# Propiconazole Mixed with TNex



## Dlux4life (Oct 10, 2020)

Hoping this is not a doomsday thread. I applied TNex at the label rate of .75 oz per 1k sq ft and Propiconazole 14.3 at 1 oz per 1k sq ft this morning without understanding Propi's growth suppression effects. I have a mix of 80% kbg and 20% prg. Had anyone on here experienced this before? Any suggestions on what can be done or what I may be expecting on the coming days / weeks?


----------



## JerseyGreens (Aug 30, 2019)

What are your temps the next few days? Honestly that is a very high dose of PGR for a KBG/PRG lawn...good thing you didn't have a higher dose of Propi.

It's going to start looking over regulated and crappy as early as tomorrow. Will take some time for it to recover but nothing doomsday...you probably didn't kill your lawn.

Was this your first time using PGR?


----------



## SNOWBOB11 (Aug 31, 2017)

What is your current cutting hight?


----------



## Dlux4life (Oct 10, 2020)

This was the 3rd time applying the t-nex this season. I'm about 45 min north of Boston. I'm looking at 90 tomorrow and then a stretch of mid 70's the next 5 days. Rain off and on.

The .75 oz per 1k sq ft was the label rate on the tnex brochure for a kbg/ prg mix. Is it normal to put down lesser applications of it?

My current hoc is .7".

What do you mean by over regulated looking?

I'll take some pictures every few days to post as a reference.

Rows —
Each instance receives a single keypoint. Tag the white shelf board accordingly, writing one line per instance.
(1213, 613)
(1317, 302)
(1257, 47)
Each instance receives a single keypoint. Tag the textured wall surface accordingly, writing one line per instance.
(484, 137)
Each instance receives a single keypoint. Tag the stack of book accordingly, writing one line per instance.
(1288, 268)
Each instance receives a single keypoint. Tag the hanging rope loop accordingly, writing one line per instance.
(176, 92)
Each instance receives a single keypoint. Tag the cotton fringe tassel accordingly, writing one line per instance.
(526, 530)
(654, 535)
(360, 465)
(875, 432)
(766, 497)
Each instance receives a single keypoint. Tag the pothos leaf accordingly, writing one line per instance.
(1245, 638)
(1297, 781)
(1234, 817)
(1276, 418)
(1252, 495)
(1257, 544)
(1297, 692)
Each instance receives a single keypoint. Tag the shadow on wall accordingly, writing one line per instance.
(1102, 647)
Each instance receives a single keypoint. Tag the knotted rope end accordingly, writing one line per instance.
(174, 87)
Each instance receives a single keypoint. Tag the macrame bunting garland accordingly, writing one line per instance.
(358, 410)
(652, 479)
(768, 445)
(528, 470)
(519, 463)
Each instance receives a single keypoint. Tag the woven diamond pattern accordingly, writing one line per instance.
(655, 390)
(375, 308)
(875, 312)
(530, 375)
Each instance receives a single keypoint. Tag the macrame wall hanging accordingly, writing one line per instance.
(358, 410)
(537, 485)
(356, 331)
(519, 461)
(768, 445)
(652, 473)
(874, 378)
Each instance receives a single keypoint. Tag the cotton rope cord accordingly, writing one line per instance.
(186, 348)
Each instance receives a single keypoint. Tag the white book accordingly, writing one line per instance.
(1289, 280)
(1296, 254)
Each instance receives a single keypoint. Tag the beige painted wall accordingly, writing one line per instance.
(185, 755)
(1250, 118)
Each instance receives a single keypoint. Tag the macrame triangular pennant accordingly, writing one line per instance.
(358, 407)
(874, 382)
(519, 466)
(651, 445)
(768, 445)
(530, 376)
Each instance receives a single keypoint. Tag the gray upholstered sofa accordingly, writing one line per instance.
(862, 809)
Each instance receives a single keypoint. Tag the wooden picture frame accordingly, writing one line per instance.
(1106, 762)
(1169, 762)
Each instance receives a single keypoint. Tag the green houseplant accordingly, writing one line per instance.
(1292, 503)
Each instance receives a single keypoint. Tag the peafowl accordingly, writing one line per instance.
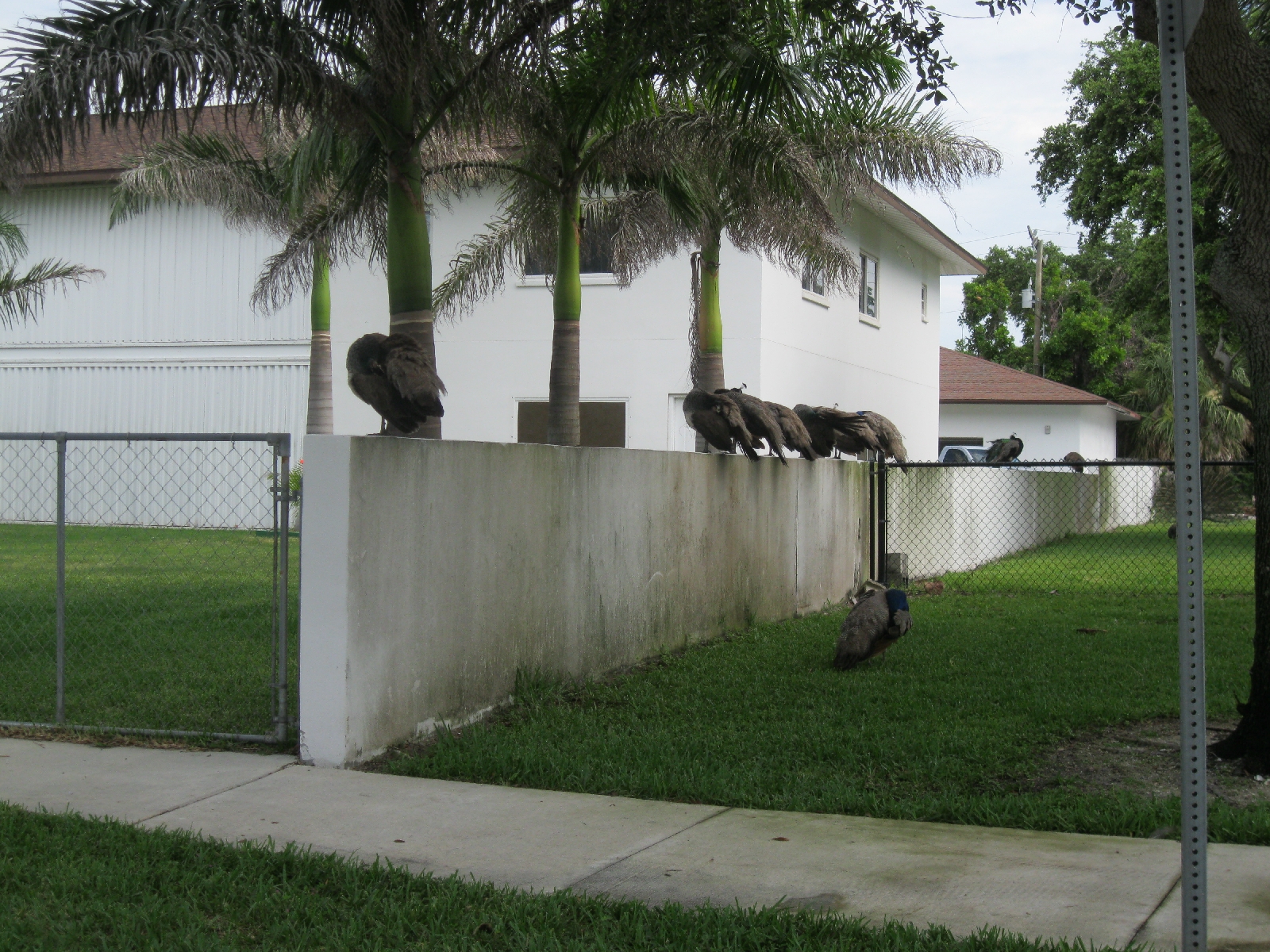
(719, 420)
(1005, 451)
(393, 374)
(876, 622)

Requests —
(1) In the propiconazole thread, rewrite the paragraph beginning "This was the 3rd time applying" as a short list that keeps its main facts.
(2) Transcribe the passage of the propiconazole thread that begins at "Hoping this is" and stops after "days / weeks?".
The records have no connection to the propiconazole thread.

Answers to the problems —
(1)
- Third TNex application this season
- Location: about 45 minutes north of Boston
- Forecast: 90 tomorrow, then mid 70s for the next 5 days
- Rain off and on

(2)
Hoping this is not a doomsday thread. I applied TNex at the label rate of .75 oz per 1k sq ft and Propiconazole 14.3 at 1 oz per 1k sq ft this morning without understanding Propi's growth suppression effects. I have a mix of 80% kbg and 20% prg. Had anyone on here experienced this before? Any suggestions on what can be done or what I may be expecting on the coming days / weeks?